» **WHAT THIS TASK INVOLVES**
Below are the entries; return every line among them that holds the word "loose".

» **RECORDS FOR THIS EXERCISE**

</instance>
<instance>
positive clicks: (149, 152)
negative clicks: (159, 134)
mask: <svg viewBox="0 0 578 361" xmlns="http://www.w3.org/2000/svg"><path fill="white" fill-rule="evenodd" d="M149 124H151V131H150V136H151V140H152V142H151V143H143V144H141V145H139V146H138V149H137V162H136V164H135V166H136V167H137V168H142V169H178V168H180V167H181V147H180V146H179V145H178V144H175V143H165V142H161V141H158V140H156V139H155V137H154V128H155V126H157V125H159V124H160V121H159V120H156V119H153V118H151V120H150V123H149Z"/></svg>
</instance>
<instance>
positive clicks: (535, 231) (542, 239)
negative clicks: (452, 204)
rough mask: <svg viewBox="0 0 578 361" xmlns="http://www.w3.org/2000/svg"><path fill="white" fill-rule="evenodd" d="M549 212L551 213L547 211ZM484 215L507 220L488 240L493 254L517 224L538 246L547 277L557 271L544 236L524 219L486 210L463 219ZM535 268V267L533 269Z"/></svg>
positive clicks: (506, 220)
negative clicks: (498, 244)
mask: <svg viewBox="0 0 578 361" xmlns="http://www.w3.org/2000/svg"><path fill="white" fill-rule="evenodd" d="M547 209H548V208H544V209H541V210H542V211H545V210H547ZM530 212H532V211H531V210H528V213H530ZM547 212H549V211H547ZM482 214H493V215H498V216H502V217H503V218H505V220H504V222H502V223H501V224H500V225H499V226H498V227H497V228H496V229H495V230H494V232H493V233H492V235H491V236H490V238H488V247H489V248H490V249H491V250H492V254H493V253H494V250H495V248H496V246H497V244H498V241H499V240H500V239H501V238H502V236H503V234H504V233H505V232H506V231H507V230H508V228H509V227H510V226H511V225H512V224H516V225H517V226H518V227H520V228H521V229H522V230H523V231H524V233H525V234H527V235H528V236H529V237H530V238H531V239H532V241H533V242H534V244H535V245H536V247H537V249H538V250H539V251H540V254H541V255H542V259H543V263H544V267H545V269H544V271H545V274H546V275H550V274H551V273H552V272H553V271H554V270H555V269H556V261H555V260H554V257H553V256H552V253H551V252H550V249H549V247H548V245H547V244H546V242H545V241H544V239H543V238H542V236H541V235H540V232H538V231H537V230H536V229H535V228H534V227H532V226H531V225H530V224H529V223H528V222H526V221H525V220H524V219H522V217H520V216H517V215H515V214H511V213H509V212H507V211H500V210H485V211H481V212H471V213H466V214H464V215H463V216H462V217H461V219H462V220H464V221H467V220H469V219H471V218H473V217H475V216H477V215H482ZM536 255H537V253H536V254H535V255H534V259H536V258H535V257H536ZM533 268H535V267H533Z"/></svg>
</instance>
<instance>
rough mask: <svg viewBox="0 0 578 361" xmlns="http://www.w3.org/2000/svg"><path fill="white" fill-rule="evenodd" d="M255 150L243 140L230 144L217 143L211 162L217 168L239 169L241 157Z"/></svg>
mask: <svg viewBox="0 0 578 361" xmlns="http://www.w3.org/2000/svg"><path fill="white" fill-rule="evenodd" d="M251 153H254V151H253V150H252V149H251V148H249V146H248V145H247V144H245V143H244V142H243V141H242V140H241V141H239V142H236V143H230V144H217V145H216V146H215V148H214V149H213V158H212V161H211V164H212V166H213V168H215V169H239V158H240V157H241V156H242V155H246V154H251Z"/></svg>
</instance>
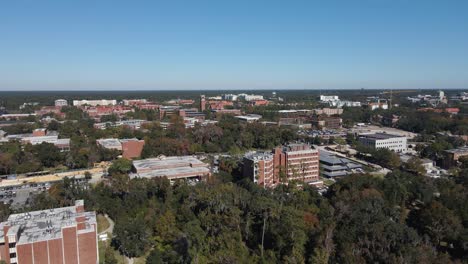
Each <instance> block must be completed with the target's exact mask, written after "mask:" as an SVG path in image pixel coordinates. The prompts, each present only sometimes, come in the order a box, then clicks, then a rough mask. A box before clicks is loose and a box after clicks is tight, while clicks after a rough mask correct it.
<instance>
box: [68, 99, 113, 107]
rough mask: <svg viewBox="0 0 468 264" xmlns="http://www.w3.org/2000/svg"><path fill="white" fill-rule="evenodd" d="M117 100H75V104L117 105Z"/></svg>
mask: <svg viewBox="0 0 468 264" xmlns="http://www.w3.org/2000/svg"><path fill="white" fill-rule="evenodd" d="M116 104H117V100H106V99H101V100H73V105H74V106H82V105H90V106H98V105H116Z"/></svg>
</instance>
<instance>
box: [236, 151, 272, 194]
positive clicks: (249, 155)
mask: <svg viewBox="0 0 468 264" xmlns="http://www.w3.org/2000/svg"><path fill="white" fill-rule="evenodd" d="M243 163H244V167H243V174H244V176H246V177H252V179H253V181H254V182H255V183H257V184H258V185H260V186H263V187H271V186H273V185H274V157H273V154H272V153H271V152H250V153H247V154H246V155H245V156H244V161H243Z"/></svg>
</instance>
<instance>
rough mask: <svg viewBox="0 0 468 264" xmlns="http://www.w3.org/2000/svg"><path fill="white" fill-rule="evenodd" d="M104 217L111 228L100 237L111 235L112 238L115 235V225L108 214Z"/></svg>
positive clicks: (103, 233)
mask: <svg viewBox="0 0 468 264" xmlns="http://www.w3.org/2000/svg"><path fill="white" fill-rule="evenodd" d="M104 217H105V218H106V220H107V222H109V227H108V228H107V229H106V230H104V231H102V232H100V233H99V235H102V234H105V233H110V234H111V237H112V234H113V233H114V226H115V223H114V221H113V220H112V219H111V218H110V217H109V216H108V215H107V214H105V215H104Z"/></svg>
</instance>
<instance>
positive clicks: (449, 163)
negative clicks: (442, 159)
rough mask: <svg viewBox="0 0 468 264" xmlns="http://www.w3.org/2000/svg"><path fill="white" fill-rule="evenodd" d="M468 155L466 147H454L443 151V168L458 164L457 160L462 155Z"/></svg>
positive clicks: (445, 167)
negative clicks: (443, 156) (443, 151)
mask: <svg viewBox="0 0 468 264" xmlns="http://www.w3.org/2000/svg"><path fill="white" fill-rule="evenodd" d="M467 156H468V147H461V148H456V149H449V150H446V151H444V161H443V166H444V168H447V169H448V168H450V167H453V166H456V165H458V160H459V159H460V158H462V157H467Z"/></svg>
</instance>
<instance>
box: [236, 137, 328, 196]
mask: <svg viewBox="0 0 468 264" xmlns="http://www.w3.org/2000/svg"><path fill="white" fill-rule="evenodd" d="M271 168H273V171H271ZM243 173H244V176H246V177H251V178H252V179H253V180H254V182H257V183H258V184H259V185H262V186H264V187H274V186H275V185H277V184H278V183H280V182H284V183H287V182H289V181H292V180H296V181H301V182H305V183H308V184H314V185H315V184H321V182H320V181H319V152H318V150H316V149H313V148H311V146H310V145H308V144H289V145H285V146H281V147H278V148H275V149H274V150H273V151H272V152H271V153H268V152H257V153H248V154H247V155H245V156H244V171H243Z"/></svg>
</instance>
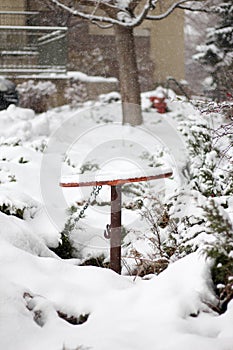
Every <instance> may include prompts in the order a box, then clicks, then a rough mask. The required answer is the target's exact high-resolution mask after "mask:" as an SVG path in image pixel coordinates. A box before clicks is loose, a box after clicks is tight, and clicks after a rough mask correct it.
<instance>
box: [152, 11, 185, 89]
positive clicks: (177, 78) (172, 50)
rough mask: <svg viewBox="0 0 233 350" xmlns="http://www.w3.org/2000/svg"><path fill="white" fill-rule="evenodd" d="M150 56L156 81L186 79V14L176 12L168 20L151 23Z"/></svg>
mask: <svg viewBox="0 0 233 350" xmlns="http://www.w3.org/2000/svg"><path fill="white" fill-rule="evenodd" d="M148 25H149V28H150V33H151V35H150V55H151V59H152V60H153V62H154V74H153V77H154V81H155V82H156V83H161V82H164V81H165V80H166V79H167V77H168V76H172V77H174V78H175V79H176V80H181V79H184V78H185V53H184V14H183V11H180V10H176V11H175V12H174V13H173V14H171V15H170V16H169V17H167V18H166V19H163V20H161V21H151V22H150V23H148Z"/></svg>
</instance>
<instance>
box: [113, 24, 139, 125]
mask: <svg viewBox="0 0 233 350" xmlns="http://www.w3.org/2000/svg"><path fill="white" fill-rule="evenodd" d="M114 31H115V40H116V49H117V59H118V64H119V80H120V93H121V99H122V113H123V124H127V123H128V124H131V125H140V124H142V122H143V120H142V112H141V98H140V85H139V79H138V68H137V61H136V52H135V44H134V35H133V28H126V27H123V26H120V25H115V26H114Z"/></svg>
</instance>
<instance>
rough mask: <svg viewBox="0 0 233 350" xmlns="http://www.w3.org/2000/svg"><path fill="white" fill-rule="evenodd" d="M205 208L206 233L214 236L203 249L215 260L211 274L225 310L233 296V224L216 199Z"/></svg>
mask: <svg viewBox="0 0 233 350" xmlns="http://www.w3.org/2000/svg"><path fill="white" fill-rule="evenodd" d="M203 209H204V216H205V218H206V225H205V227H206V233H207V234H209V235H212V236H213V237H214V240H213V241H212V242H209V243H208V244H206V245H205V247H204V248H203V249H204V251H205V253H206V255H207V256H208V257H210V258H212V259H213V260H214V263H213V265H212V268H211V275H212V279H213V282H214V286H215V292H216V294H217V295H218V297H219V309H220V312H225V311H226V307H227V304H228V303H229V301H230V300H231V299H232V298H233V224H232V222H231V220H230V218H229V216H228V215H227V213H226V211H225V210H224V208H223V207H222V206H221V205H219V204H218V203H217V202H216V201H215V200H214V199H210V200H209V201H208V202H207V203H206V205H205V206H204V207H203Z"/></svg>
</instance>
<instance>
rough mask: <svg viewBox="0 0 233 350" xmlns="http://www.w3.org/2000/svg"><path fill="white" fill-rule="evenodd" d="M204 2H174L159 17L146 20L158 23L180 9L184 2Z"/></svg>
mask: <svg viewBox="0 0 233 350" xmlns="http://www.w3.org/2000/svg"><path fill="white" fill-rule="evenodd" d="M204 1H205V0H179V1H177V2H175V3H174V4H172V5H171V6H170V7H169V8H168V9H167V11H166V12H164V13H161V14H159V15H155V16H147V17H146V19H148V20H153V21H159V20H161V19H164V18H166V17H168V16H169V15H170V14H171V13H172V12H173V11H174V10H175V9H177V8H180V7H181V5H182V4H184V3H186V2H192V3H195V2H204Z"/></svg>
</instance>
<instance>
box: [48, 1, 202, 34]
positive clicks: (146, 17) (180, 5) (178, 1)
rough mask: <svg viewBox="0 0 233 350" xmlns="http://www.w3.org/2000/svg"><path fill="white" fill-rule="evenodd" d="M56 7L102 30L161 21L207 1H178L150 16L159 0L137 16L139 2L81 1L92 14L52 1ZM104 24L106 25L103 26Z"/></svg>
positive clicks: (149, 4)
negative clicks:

» **EXERCISE SOLUTION**
Each <instance> block must be completed with the target's exact mask, written after "mask:" as an SVG path in image pixel coordinates. The prompts, each present only sometimes, come in the order a box, then clicks, then a rough mask. A box before clicks is loose and a box after clicks is tight, while clicks after a rough mask correct it.
Every <instance> may include prompts in the order a box, then clicks, then a rough mask. The required answer is the target's exact high-resolution mask after "mask:" as an SVG path in image pixel coordinates. A box before clicks is loose, a box after clicks is tight, and clicks after a rough mask correct it.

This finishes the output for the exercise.